### Texte de lecture

+--

Il nous est rappelé qu’il ne s’agit pas d’un spectacle mais bien d’une cérémonie religieuse et spirituelle. À ce titre, il n’est pas possible de rentrer dans la salle après le début de la cérémonie, et normalement pas possible d’en sortir avant la fin. Le calme et le silence sont aussi attendus. Ces conditions peuvent ne pas être évidentes pour de jeunes enfants (le fils de nos amis âgé de 5 ans a tenu toute la durée sans problème, soit 1 heure).
Un écran est installé au-dessus de la piste, offrant une traduction des chants.
Le Mutriban, orchestre d’instruments traditionnels
La danse, la musique et la poésie ont une place prépondérante dans la philosophie des derviches tourneurs, c’est donc naturellement qu’elles prennent place lors des cérémonies. Le mutriban, orchestre d’instruments traditionnels et de chanteurs, va accompagner les derviches vers leur état de transe. Parmi les différents instruments, on peut citer le ney, le tandûr et le daf.
Le ney
Le ney est une flûte en bois de roseau, c’est l’instrument par excellence de la cérémonie des derviches tourneurs en Turquie.
Le daf
Le Daf est une sorte de tambourin, il va rythmer la danse des derviches.
Le tandûr
Instrument à cordes, il est composé d’une caisse ovale et d’un manche plus ou moins long.
Les chanteurs
Ils entonnent des versets du Coran ou des poèmes de Rumi.
Symboles et Significations lors d'une cérémonie
Les vêtements
Les vêtements portés par les derviches au cours de la cérémonie ont tous un lien avec la mort. Pour Mevlana, le moment de la mort est perçu comme un moment de grâce, puisque c’est le moment de rencontre avec Dieu.
Le chapeau conique, appelé Sikke symbolise une pierre tombale.

+--

### Entrées fournies
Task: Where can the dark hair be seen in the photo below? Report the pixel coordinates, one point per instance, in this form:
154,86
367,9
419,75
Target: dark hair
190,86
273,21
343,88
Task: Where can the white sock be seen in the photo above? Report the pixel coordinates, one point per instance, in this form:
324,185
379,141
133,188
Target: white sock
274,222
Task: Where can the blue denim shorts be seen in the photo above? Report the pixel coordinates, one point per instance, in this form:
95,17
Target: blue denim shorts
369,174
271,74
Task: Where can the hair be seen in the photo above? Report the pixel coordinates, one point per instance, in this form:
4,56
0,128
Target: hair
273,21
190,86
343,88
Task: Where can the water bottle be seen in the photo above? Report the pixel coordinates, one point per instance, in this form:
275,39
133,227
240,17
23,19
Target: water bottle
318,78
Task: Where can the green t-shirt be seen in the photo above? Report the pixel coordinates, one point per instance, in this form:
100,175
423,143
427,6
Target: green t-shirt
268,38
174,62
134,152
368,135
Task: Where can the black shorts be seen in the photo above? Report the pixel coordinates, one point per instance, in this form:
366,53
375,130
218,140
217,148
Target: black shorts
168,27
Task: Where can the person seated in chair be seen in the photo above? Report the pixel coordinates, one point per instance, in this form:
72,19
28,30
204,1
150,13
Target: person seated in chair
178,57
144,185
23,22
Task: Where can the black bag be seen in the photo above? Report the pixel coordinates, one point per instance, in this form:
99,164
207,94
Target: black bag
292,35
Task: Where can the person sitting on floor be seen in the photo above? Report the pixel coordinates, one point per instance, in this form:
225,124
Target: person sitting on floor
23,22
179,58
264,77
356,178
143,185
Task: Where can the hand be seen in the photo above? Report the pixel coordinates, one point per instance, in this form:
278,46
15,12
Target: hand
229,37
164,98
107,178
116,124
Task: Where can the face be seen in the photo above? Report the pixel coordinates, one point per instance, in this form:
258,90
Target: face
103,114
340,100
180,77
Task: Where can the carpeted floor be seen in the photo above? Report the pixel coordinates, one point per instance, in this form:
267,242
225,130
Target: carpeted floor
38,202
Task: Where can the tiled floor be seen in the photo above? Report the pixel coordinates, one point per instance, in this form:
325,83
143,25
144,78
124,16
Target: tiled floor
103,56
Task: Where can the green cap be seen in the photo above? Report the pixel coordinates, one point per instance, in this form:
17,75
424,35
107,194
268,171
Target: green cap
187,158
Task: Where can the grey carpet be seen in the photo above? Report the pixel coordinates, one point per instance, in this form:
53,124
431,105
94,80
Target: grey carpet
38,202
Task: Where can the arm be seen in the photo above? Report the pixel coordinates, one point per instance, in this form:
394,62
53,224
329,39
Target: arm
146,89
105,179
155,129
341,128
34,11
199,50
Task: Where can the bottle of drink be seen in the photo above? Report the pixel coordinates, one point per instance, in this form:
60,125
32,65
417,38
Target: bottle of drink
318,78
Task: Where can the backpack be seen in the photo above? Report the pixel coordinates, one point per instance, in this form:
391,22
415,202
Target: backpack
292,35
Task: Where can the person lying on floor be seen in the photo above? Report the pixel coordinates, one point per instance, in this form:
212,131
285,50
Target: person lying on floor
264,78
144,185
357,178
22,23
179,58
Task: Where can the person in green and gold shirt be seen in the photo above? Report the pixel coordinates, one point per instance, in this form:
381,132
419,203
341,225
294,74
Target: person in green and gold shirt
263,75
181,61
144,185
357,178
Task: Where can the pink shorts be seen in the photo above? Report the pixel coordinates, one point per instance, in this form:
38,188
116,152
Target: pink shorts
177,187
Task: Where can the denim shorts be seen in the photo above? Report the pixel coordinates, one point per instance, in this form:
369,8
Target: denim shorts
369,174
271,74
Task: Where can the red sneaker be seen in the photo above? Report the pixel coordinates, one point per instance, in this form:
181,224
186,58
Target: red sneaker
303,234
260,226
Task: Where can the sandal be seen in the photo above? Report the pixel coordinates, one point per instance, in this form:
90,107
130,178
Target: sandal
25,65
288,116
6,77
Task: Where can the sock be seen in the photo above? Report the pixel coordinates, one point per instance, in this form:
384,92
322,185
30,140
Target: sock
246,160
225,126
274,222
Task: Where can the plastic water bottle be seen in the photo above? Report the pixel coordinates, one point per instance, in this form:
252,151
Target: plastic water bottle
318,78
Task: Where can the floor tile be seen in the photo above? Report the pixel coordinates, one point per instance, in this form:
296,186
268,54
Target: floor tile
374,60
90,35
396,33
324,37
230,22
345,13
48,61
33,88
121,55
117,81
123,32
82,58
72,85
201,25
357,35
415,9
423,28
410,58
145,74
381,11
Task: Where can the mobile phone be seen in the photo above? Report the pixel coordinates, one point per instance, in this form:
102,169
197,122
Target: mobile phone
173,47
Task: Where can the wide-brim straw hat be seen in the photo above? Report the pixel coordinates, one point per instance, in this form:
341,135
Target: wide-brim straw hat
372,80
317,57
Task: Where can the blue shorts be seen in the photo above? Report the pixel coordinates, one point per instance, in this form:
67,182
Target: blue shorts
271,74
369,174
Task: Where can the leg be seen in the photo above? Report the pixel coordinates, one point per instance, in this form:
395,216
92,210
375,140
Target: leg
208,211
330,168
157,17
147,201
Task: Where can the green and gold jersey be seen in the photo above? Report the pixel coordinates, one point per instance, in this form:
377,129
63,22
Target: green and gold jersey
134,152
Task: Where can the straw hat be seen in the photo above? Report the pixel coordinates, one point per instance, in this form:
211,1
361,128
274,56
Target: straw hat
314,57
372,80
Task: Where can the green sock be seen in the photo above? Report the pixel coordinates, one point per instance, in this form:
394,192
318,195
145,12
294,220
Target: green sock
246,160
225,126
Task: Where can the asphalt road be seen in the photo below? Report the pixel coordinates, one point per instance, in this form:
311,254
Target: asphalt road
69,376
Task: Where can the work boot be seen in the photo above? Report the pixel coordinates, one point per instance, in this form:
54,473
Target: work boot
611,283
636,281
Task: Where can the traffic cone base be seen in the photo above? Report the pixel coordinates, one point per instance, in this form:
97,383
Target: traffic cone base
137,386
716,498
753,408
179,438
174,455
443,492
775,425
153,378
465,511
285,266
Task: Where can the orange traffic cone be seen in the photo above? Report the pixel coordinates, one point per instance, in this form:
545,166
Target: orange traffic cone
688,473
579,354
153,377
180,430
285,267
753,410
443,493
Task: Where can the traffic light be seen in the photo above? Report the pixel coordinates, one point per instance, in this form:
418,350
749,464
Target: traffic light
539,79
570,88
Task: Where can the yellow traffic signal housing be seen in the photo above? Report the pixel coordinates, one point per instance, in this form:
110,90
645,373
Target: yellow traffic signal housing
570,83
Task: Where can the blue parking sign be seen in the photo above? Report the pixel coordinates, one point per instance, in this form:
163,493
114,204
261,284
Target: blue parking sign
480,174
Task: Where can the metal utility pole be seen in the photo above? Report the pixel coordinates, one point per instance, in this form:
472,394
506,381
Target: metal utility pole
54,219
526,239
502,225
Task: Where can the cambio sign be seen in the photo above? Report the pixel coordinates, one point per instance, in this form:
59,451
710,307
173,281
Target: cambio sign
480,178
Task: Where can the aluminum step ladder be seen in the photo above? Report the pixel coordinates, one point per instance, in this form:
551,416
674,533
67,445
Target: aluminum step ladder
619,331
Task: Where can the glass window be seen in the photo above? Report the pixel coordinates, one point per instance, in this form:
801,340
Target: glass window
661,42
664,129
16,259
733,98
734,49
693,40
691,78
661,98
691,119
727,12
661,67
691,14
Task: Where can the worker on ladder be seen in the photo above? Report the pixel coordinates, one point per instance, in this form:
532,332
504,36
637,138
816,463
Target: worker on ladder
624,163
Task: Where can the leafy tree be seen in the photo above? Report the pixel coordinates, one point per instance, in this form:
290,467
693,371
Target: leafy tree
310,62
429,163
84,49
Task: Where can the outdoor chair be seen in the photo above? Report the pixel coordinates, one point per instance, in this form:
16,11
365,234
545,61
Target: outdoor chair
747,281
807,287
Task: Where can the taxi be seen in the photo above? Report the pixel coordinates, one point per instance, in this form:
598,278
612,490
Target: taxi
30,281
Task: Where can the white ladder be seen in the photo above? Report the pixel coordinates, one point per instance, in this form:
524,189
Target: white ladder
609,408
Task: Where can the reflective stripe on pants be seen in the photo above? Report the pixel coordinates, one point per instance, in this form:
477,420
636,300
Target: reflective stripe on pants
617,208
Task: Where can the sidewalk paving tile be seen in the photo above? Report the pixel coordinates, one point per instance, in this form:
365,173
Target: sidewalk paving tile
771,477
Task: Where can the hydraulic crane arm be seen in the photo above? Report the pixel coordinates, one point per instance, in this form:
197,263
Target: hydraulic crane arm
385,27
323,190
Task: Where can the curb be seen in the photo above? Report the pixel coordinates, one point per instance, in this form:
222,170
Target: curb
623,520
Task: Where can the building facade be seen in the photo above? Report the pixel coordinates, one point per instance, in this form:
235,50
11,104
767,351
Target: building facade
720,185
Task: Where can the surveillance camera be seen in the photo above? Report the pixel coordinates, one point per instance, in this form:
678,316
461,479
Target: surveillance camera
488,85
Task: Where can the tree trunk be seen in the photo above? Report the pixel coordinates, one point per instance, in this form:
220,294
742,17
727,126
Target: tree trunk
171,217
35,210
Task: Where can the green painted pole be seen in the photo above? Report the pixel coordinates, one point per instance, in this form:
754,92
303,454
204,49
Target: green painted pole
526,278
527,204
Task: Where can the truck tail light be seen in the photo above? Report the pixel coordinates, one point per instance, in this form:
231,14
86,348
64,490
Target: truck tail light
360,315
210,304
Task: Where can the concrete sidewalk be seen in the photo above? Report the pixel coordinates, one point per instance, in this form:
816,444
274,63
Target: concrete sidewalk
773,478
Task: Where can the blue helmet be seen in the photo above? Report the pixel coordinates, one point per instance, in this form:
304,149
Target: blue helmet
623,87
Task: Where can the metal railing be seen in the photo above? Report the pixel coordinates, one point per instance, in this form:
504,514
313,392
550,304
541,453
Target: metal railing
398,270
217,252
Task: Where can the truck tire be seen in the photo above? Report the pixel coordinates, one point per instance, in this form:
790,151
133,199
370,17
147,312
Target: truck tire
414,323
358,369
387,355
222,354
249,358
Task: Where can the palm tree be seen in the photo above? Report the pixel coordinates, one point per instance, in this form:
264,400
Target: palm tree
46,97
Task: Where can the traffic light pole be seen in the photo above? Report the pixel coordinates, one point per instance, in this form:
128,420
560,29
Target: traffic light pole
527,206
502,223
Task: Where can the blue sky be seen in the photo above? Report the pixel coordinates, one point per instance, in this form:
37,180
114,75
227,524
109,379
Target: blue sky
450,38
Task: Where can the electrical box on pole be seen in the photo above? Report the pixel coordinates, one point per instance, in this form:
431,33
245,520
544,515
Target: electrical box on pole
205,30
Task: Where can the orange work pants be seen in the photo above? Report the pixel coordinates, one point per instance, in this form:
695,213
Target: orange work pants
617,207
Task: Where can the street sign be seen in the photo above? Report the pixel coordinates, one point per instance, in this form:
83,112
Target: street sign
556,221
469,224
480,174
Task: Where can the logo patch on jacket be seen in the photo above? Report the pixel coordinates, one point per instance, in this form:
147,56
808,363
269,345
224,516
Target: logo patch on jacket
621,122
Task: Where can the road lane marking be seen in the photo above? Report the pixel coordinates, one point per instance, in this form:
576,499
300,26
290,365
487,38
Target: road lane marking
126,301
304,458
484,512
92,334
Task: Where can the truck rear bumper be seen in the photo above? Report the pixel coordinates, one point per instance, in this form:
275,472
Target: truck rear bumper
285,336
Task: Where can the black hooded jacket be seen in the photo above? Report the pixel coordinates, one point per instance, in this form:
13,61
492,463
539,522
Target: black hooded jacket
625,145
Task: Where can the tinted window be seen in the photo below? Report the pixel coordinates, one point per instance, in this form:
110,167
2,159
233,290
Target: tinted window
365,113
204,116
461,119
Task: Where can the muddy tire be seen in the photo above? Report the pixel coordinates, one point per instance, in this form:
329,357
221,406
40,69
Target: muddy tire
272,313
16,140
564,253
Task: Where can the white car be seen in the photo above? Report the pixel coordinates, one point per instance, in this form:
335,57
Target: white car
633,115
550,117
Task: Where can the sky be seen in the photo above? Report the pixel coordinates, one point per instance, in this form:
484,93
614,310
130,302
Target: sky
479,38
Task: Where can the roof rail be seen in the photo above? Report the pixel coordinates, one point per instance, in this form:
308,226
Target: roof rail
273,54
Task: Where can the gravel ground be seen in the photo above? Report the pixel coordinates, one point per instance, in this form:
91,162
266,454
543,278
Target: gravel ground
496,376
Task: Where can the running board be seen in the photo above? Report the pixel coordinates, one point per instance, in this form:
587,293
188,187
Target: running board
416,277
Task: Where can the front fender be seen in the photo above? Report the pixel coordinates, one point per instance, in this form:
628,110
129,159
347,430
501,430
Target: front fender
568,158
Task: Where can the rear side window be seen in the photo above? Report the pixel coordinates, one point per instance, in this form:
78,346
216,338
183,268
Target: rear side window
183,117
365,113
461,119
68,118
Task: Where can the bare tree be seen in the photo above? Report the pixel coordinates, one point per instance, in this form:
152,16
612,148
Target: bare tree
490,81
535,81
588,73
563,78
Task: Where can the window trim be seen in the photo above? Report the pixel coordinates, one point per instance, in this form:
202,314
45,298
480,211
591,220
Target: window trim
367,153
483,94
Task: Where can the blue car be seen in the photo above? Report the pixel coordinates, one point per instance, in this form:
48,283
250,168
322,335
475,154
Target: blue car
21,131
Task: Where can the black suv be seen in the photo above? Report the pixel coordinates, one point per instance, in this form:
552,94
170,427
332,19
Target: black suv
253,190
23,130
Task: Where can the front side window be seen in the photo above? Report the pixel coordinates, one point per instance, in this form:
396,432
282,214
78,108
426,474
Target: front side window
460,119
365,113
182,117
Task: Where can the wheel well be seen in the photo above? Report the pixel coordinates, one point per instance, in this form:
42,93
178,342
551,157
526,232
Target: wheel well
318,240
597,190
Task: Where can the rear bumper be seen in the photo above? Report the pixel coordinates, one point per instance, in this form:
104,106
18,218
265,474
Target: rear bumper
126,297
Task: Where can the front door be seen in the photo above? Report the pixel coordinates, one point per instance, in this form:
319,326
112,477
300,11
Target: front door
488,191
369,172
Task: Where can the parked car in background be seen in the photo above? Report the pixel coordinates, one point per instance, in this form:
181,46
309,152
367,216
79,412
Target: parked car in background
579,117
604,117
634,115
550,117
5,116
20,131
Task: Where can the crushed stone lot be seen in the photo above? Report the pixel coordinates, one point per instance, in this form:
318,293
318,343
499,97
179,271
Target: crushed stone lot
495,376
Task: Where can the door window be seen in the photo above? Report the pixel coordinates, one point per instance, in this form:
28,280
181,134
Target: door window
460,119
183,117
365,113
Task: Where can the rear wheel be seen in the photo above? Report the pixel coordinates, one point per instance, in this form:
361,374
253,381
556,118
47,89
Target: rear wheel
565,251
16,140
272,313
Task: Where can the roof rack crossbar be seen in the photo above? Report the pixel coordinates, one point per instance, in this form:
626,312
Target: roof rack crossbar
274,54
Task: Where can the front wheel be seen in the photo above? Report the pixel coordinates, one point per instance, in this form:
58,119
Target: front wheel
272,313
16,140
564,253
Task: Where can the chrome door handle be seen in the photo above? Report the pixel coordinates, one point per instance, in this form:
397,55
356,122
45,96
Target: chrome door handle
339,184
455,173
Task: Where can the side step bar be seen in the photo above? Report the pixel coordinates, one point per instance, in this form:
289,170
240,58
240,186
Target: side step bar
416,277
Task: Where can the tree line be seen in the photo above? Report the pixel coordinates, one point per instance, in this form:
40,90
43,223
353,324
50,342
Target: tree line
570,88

+--

### Travail à faire
Quels instruments du mutriban le texte sur les derviches tourneurs nomme-t-il ?

### Réponse à l'exercice
Le ney, le tandûr et le daf.